#### READING TEXT

Washington Confirms State’s First Monkeypox Diagnosis

SEATTLE — Analysts with the Washington State Department of Health and Public Health—Seattle and King County on Friday confirmed that a ‘presumptive’ diagnosis of monkeypox announced earlier this week was correct, and that a King County resident has in fact contracted the disease.

Public Health—Seattle and King County on Monday announced the man likely had been infected with monkeypox, but was waiting on the Centers for Disease Control and Prevention to complete additional testing and fully confirm the diagnosis.

Researchers believe the man contracted the disease while traveling abroad in the past month. He did not require hospitalization and has been isolating at home. Public Health—Seattle and King County says it is working to see if anyone else may have been exposed, but so far has not discovered any other cases of the disease.

“Despite the news of multiple cases nationwide, monkeypox is a very rare disease in the United States and the Washington resident who tested positive does not pose a public health risk,” said Secretary of Health Dr. Umair A. Shah.

Though the risk to the community is small, doctors say they will remain vigilant.

“Although I think it’s unlikely that we will have a large outbreak locally, it is possible that there are additional cases in the community,” said Dr. Jeff Duchin, health officer for King County. “Anyone with symptoms of monkeypox should consult a healthcare provider.”

Monkeypox can only be transmitted through close interaction with an infected individual. Brief interactions that do not involve physical contact are not high risk.

Related: Washington Has A Monkeypox Case: So What Is It?

########

### EXERCISE TASKS
A – According to the monkeypox article, where is the King County man believed to have contracted the disease?
B – For each statement below, decide whether it agrees with the monkeypox article. Answer yes or no and quote the words of the article that decide it.
(i) The infected man was admitted to a hospital.
(ii) Public Health—Seattle and King County announced on Monday that the man had likely been infected.
(iii) Brief interactions without physical contact carry a high risk of transmission.
C – Continue the monkeypox article from its final line.

#### INFORMATION GIVEN

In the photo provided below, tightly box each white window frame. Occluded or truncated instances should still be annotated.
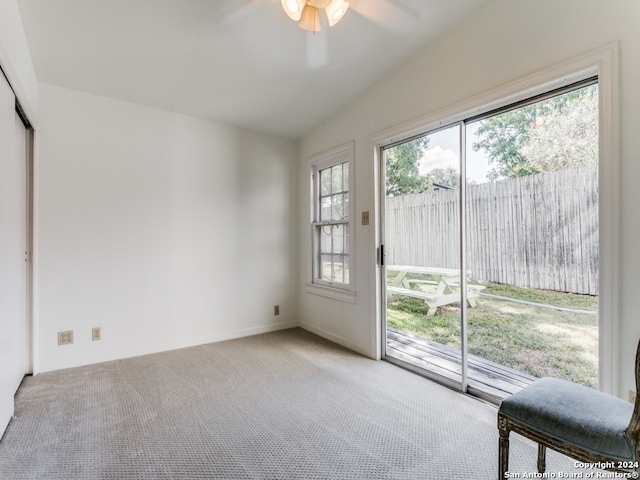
[371,41,624,397]
[307,141,355,302]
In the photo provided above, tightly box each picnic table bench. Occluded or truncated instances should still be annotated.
[387,265,485,316]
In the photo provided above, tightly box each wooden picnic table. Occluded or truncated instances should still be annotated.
[387,265,485,316]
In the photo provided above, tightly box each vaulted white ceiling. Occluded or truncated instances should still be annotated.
[18,0,487,138]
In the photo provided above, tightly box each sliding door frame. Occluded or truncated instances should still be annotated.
[371,42,619,395]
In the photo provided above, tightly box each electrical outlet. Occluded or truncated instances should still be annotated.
[58,330,73,345]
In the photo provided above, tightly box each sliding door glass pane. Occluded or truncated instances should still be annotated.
[466,85,598,387]
[384,125,461,379]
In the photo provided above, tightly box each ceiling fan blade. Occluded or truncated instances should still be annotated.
[305,32,329,68]
[351,0,420,34]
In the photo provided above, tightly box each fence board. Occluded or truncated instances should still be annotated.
[385,168,598,295]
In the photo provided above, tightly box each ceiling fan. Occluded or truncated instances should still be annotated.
[218,0,420,68]
[280,0,349,32]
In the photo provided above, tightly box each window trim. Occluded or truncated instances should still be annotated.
[307,141,356,303]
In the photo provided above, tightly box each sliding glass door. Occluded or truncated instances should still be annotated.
[381,79,599,399]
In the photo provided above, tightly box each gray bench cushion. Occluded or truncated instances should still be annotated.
[499,378,634,460]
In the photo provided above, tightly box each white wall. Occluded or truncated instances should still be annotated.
[35,84,297,372]
[0,0,38,119]
[299,0,640,398]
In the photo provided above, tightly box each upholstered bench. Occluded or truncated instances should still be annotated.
[498,344,640,479]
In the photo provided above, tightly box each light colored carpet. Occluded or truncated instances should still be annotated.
[0,329,573,480]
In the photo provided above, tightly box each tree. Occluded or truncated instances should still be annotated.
[426,167,460,187]
[384,137,431,197]
[472,85,598,180]
[523,86,598,172]
[471,105,538,180]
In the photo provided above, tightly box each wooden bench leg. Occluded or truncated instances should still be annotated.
[498,428,509,479]
[538,443,547,473]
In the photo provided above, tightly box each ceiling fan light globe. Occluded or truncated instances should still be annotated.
[298,4,322,32]
[325,0,349,27]
[280,0,306,22]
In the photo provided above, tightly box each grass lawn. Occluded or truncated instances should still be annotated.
[387,284,598,387]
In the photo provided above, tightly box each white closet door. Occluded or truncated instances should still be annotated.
[0,75,27,435]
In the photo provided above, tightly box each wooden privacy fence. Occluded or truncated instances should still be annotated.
[385,167,598,295]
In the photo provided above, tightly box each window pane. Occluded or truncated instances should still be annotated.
[320,169,331,196]
[314,158,349,284]
[331,165,342,193]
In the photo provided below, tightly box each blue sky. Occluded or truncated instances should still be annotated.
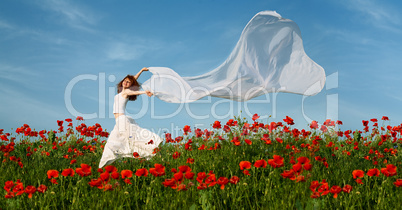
[0,0,402,135]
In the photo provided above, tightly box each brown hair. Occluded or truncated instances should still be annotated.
[117,74,141,101]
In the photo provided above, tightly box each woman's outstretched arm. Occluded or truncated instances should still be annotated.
[134,67,149,80]
[122,89,153,97]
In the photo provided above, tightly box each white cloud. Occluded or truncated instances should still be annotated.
[40,0,100,32]
[107,42,146,60]
[0,20,14,29]
[342,0,402,33]
[0,63,36,84]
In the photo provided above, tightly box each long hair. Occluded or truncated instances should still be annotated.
[117,74,141,101]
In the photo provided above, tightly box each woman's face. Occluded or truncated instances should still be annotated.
[122,78,133,88]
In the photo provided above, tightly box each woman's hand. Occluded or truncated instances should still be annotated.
[145,90,153,97]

########

### SOLVED TASKS
A – He is believed to have contracted it while traveling abroad in the past month.

B –
(i) No: "He did not require hospitalization and has been isolating at home."
(ii) Yes: "Public Health—Seattle and King County on Monday announced the man likely had been infected with monkeypox"
(iii) No: "Brief interactions that do not involve physical contact are not high risk."

C –
Symptoms of a monkeypox infection are often flu-like, and include swollen lymph nodes, followed by the development of a rash on the face and body, or in the groin area. Public health officials said residents should keep a close eye on any new rashes, sores, or bumps they develop. Symptoms typically last for two to four weeks but can be serious for some, including children and people who are immunocompromised or pregnant.

What to do if you show monkeypox symptoms

Though more cases are unlikely, they’re not impossible, doctors stress. If you or a loved one shows symptoms of monkeypox, Public Health – Seattle & King County says to contact your health care provider immediately. This includes anyone who:

  • Traveled to central or west African countries, parts of Europe where monkeypox cases have been reported, or other areas with confirmed cases of monkeypox during the month before their symptoms began.
  • Had contact with a person with confirmed or suspected monkeypox.
  • Is a man who regularly has close or intimate contact with other men, including through an online website or digital app, or at a bar or party.